▶ [Given request]:
Please reproduce the material below word for word, from its first line up to and including the line with "(792, 0), (803, 65)". Leave the pictures out.

Dataset entries:
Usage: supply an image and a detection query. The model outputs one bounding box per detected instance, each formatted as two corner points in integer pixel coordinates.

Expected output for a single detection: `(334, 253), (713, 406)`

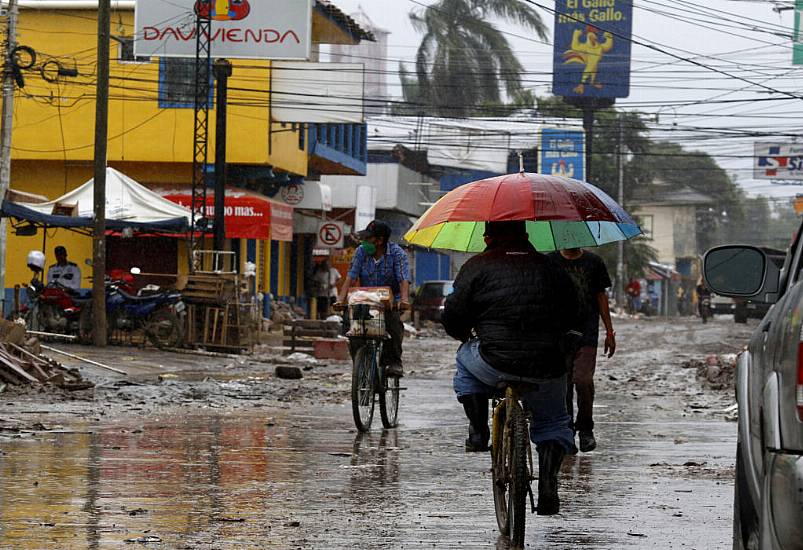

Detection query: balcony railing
(307, 124), (368, 175)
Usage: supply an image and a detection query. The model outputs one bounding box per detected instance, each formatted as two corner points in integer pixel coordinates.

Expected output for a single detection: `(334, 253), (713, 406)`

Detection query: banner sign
(538, 128), (585, 181)
(134, 0), (312, 60)
(753, 143), (803, 181)
(552, 0), (633, 98)
(792, 0), (803, 65)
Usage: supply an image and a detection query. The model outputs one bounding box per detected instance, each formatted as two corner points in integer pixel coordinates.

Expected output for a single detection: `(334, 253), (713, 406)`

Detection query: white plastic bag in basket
(349, 290), (382, 307)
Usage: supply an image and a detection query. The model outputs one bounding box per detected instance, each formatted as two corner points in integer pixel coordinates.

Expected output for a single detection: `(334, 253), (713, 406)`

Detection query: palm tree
(400, 0), (547, 117)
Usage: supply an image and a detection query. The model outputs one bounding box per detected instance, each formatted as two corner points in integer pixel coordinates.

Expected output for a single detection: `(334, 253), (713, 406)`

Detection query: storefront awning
(154, 187), (293, 241)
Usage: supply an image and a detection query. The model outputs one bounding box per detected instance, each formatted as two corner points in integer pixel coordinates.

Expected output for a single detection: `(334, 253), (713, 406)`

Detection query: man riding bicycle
(337, 220), (410, 377)
(441, 221), (582, 515)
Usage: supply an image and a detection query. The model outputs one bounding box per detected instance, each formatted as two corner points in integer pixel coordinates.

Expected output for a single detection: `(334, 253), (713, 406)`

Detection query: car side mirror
(703, 245), (781, 303)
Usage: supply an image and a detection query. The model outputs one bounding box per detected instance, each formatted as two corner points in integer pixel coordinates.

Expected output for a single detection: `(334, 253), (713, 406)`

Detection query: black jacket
(441, 242), (582, 378)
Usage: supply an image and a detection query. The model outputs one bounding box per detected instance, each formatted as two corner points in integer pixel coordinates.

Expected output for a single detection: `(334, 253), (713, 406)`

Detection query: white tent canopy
(3, 168), (192, 229)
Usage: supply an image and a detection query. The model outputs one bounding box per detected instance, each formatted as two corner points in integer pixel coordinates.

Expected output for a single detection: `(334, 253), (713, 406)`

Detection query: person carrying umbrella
(441, 221), (582, 515)
(404, 175), (642, 514)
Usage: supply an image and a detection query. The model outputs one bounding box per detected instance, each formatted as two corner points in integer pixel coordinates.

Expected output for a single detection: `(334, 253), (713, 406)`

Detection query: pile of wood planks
(0, 320), (93, 391)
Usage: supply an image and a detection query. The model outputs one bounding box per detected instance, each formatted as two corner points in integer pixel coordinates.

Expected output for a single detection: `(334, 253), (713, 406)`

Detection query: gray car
(705, 244), (803, 550)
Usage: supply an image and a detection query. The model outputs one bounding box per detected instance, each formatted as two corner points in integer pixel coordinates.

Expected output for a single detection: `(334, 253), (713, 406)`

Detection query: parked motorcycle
(12, 250), (92, 334)
(79, 268), (186, 348)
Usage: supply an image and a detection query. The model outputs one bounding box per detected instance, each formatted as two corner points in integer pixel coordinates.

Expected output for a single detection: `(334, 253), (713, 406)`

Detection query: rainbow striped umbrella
(404, 172), (642, 252)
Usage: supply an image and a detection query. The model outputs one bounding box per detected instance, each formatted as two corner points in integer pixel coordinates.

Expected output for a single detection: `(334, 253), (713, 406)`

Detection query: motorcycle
(79, 268), (186, 348)
(19, 279), (92, 334)
(10, 250), (92, 334)
(700, 297), (714, 324)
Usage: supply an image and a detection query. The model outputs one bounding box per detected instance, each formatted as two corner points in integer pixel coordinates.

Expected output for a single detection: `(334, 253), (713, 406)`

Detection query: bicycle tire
(507, 407), (530, 548)
(351, 346), (376, 432)
(491, 406), (510, 536)
(379, 376), (400, 429)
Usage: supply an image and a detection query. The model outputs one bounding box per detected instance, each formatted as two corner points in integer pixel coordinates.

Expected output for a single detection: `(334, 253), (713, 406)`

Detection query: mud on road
(0, 318), (750, 550)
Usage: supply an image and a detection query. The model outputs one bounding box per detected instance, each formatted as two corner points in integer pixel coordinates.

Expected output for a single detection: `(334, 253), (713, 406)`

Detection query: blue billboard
(538, 128), (585, 180)
(552, 0), (633, 98)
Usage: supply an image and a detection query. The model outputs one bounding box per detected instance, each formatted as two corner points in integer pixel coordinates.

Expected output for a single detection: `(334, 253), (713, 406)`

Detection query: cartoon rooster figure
(552, 159), (574, 178)
(195, 0), (251, 21)
(563, 25), (613, 95)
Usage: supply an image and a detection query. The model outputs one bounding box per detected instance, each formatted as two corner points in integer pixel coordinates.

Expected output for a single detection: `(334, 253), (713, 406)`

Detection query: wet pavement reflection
(0, 378), (734, 549)
(0, 322), (736, 550)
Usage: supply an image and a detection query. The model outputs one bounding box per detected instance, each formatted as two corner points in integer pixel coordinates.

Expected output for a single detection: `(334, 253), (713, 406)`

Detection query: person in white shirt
(312, 258), (341, 319)
(47, 246), (81, 290)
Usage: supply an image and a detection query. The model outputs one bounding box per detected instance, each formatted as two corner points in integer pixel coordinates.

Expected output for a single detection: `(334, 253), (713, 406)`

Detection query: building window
(115, 37), (151, 64)
(638, 215), (655, 241)
(159, 57), (214, 109)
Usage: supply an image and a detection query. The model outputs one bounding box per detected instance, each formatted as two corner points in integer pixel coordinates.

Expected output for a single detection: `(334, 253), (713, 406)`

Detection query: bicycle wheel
(491, 402), (510, 536)
(379, 376), (399, 428)
(351, 346), (376, 432)
(507, 407), (530, 548)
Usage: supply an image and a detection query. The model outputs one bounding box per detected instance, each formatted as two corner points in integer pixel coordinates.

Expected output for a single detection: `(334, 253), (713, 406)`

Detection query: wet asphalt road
(0, 319), (746, 550)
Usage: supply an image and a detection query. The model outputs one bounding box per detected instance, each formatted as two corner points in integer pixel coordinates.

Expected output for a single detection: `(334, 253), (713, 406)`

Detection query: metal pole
(583, 105), (594, 183)
(0, 0), (19, 317)
(214, 59), (232, 258)
(616, 118), (625, 309)
(92, 0), (111, 347)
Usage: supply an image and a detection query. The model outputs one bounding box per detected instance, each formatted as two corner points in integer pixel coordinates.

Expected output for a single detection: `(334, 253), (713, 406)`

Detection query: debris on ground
(683, 353), (736, 391)
(0, 319), (94, 391)
(274, 365), (304, 380)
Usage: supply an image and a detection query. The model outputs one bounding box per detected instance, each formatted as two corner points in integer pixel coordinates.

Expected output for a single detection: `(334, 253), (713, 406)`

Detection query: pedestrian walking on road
(441, 221), (582, 515)
(550, 248), (620, 453)
(312, 258), (341, 319)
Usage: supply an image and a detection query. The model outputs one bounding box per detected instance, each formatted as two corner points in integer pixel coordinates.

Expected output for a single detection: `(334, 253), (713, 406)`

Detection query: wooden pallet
(181, 274), (237, 306)
(282, 319), (341, 354)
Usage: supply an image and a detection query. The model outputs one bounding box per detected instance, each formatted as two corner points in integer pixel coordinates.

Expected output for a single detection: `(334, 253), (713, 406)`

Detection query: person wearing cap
(441, 221), (582, 515)
(337, 220), (410, 377)
(47, 246), (81, 290)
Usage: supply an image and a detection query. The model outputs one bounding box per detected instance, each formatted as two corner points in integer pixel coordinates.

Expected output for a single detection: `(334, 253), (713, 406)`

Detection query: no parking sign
(316, 222), (345, 248)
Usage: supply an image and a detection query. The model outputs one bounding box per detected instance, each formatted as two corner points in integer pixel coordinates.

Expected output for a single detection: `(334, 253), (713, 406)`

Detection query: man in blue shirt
(338, 220), (410, 377)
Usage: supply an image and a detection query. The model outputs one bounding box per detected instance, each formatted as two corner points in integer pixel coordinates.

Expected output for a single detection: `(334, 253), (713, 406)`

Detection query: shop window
(116, 37), (151, 64)
(159, 57), (214, 109)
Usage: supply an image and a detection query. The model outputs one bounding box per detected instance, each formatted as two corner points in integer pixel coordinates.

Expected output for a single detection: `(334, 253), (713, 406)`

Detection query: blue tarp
(2, 201), (189, 233)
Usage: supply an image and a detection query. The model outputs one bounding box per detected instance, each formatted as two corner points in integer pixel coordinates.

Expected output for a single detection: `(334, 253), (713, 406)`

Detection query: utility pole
(616, 115), (625, 308)
(214, 59), (232, 258)
(0, 0), (19, 317)
(92, 0), (111, 347)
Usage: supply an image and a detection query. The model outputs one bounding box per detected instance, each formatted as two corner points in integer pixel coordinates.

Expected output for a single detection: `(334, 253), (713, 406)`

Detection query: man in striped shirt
(338, 220), (410, 377)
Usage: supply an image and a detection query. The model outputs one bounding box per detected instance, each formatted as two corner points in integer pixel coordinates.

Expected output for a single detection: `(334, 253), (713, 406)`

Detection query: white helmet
(28, 250), (45, 273)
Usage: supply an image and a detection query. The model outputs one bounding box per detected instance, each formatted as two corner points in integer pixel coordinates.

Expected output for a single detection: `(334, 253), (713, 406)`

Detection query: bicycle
(491, 382), (536, 548)
(343, 289), (402, 432)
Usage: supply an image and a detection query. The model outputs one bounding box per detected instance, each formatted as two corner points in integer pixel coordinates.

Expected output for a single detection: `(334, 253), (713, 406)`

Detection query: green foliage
(396, 0), (547, 117)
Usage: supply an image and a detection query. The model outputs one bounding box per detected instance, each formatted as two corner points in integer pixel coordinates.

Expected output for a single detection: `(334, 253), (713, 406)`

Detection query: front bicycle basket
(346, 304), (385, 338)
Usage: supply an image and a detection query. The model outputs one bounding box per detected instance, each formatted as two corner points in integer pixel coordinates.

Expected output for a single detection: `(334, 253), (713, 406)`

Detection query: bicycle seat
(496, 380), (541, 395)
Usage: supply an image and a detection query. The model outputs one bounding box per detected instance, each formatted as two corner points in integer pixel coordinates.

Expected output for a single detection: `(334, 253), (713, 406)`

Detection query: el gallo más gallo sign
(134, 0), (312, 60)
(552, 0), (633, 98)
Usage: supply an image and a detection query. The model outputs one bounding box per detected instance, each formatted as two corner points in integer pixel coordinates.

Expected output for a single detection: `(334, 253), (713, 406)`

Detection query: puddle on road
(0, 380), (733, 550)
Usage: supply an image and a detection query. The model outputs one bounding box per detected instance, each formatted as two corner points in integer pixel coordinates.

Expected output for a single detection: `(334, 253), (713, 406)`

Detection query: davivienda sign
(134, 0), (312, 60)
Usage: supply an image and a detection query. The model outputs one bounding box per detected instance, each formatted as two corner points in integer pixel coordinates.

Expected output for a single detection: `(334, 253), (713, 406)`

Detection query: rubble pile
(0, 319), (93, 391)
(683, 354), (736, 391)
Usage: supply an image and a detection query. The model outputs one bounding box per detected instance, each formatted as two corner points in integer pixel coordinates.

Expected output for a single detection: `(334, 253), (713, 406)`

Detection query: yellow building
(1, 0), (372, 314)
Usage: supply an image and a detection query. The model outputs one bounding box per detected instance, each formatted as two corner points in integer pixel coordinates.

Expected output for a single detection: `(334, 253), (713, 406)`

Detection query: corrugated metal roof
(315, 0), (376, 42)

▶ [Task result]:
Usage: supply an image and a detection query. The model outputs one bounding box per detected instance, each formatted as two corner points in integer pixel coordinates.

Expected output for a single detection: `(334, 253), (713, 406)`


Detection query: balcony railing
(307, 124), (368, 175)
Usage: supply an image and a detection query. The model outputs one bounding box per detected instance, each formatted as two corner points in integer pixel coordinates.

Expected output for a single detection: `(334, 253), (713, 406)`

Detection query: banner sign
(538, 128), (585, 181)
(134, 0), (312, 60)
(753, 143), (803, 181)
(552, 0), (633, 98)
(792, 0), (803, 65)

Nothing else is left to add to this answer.